• **The problem**:
The records that follow are to be transcribed exactly.

Start of Data supplied

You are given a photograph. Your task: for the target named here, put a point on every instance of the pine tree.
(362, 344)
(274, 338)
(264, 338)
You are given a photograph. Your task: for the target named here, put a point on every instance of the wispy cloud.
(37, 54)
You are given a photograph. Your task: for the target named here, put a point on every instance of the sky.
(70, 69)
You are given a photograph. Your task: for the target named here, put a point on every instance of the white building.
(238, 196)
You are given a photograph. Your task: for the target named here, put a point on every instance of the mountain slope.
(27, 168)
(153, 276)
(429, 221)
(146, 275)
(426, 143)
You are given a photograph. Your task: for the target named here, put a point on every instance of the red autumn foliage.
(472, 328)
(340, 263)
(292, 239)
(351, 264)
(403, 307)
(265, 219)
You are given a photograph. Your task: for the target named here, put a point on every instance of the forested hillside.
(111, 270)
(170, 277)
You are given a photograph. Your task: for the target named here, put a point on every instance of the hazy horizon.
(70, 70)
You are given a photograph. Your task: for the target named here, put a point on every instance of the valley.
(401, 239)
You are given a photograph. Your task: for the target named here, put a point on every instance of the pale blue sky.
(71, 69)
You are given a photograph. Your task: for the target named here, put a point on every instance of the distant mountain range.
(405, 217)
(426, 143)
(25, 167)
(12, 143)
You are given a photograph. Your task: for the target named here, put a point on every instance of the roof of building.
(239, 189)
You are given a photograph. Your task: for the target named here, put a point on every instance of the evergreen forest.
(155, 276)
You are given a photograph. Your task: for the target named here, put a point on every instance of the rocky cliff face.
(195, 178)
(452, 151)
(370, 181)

End of Data supplied

• **Answer for this exercise**:
You are given a photograph. Your task: for the target named here, put a point on every instance of the pine tree.
(362, 344)
(274, 338)
(264, 338)
You are given a photograph. Your task: for the target named here, put a point on every instance of the wispy cloud.
(37, 54)
You are given a photograph. Your task: for the target named here, put a point on every instance of the sky.
(70, 69)
You are given a photograph. Your task: for the target named here, put a point on every instance of the white building.
(238, 196)
You are given a photograph. Your task: for the target named here, put a point on every instance of the mountain slope.
(27, 168)
(153, 276)
(429, 221)
(146, 275)
(426, 143)
You are given a photograph. Your task: for the target named here, put a point on every instance of the red autumn foliage.
(472, 328)
(340, 263)
(292, 239)
(351, 264)
(403, 307)
(265, 219)
You are given a photograph. Your task: for the target named here, put a point on every instance of the forested hillside.
(111, 270)
(170, 277)
You are given a photograph. Your task: for the target named here, put a point on every instance of the hazy horizon.
(70, 70)
You are given a photograph. Your task: for the target named here, put a point on every instance of the valley.
(401, 239)
You are given a photograph. Your task: for the target named here, put a point on every instance of the pale blue sky.
(71, 69)
You are given a photograph. Your task: for the target named here, put a point on every instance of the distant mountain range.
(405, 217)
(426, 143)
(25, 167)
(12, 143)
You are given a photograph. Your task: for the target named here, put a point on every instance of the roof of building.
(239, 189)
You are given a photograph. Your task: for the target named here, put a point on every instance of the evergreen forest.
(155, 276)
You are given a photograph. Your task: for the target named here, put a point on every instance of the rocky cliff face.
(195, 178)
(452, 151)
(370, 181)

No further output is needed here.